Supplied text.
⟨
The two-state idea has, in the view of many, run its course and into this  
stalemate comes Jeff Halper with a bold vision: transform Palestine into a  
genuine democracy, with equal rights for all of its residents, regardless of  
their religion or ethnic background. This, of course, is an old idea. During  
the British Mandate of 1920 to 1948, Palestinian leaders petitioned for such  
a unitary state. Many Jewish voices echoed this desire, although they were a  
decided minority.  
 
Jeff Halper, a Jewish American who immigrated to Israel, is head of the  
Israeli Committee Against House Demolitions (ICAHD) and is a founding member  
of the One Democratic State Campaign. An anthropologist, he was nominated by  
the American Friends Service Committee, along with Palestinian intellectual  
and activist Ghassan Andoni, for the Nobel Peace Prize in 2006 for work “to  
liberate both the Palestinian and Israeli people from the yoke of structural  
violence,” and “to build equality between their people by recognizing and  
celebrating their common humanity.”
⟩
Information supplied.
⟨
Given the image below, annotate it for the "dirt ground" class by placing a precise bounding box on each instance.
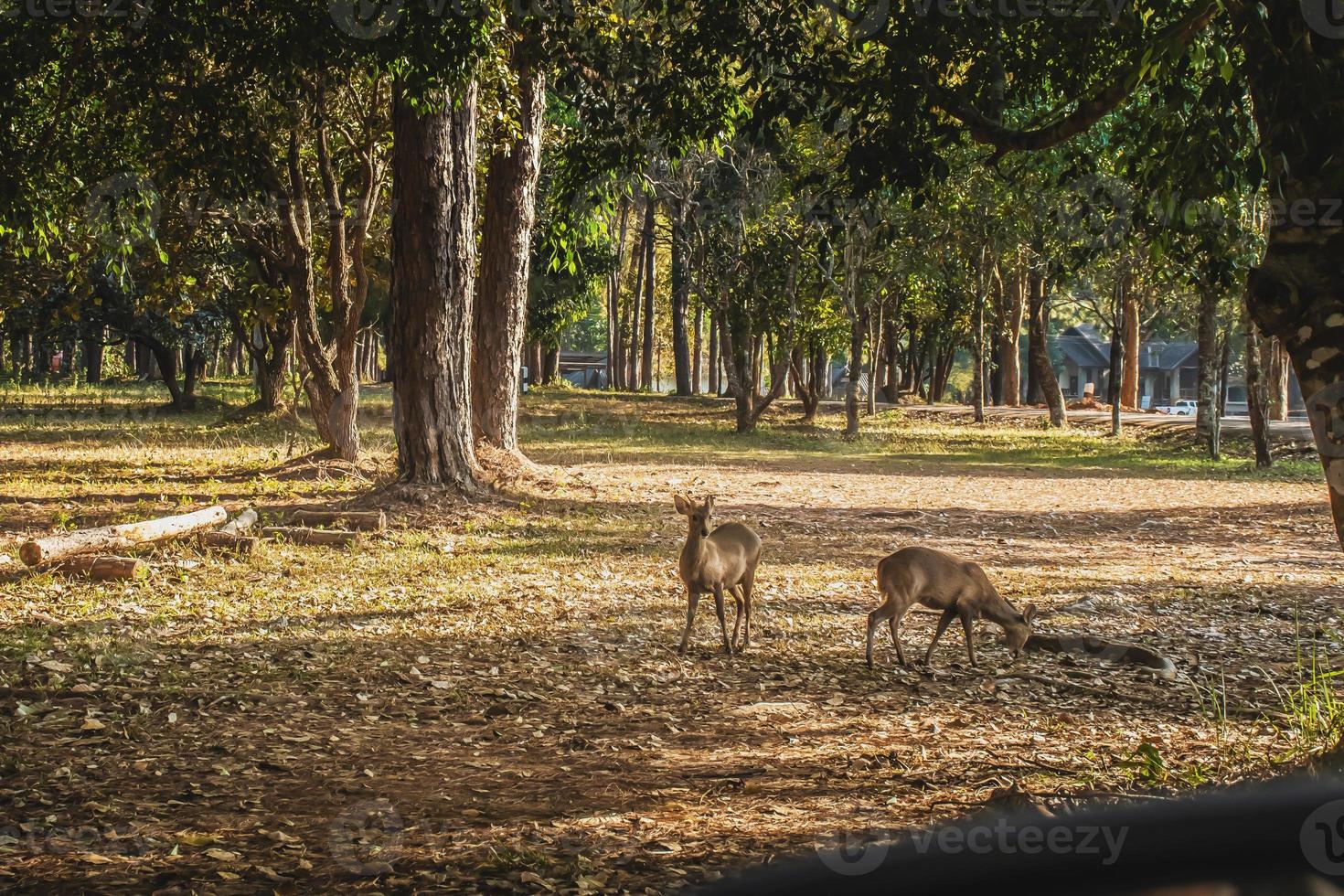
⟩
Please continue the passage about Jeff Halper and his call for one democratic state, starting right after its final sentence.

Output of the exercise.
 
He is the author of “War Against the People” (2015) and “An Israeli in  
Palestine” (2010). He describes himself this way: “I am not a Palestinian  
and I certainly cannot speak for Palestinians—-or for 98 per cent of Israeli  
Jews, for that matter. I am an anti-Zionist Israeli Jew, a settler/immigrant  
from the U.S... What defines me most appropriately is ‘a colonist who  
refuses.’” Here he is quoting the French-Tunisian Jewish author Albert  
Memmi.  
 
Zionism as a Settler-colonial Movement  
 
Halper provides a theoretical and comparative analysis of Zionism as a  
colonialist movement and shows how Zionists have imposed themselves as a  
settler-colonial reality on the indigenous people of Palestine. He cites the  
work of Patrick Wolfe, Lorenzo Veracini and other scholars of settler-  
colonialism and uses the phrase “dominance management regime” to describe  
settler-colonial policies implemented by Israel.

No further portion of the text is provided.